■ Task item ■
The number of lines containing "water" is the only answer wanted; work it out from the entries below.

■ Data for the task ■
━━━━━━━━━━━━━━━━

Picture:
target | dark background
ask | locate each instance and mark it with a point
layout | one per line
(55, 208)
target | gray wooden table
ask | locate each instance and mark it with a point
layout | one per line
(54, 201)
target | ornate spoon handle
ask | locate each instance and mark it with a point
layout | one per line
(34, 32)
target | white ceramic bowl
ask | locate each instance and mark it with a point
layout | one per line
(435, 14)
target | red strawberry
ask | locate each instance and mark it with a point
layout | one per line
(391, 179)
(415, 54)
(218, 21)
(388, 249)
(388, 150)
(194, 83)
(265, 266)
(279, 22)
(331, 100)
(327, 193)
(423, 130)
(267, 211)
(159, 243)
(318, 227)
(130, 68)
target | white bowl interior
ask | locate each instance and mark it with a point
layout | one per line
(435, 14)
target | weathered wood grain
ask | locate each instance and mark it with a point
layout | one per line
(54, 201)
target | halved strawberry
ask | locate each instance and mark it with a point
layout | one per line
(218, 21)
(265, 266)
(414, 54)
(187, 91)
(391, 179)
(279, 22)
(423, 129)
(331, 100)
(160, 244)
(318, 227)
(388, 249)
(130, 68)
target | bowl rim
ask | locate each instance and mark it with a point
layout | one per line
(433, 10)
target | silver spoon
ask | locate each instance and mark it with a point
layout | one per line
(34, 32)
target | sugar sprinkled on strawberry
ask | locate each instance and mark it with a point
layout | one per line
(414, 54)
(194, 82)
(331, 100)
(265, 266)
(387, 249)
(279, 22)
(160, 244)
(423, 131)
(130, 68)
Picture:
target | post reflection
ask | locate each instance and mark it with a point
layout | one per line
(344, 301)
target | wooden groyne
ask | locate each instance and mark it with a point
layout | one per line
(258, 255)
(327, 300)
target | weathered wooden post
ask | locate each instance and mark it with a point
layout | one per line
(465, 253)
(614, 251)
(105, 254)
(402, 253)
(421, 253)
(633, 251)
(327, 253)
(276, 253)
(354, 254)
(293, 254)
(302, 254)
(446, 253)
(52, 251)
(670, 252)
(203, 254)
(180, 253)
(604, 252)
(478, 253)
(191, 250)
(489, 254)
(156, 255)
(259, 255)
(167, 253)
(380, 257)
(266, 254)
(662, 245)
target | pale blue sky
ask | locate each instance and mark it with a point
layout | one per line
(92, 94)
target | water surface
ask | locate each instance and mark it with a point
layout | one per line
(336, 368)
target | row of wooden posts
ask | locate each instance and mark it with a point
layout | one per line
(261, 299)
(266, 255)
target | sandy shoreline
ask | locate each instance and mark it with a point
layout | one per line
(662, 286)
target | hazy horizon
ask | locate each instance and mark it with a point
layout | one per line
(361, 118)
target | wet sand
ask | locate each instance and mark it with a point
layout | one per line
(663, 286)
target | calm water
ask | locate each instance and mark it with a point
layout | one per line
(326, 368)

━━━━━━━━━━━━━━━━

■ Result of the exercise ■
2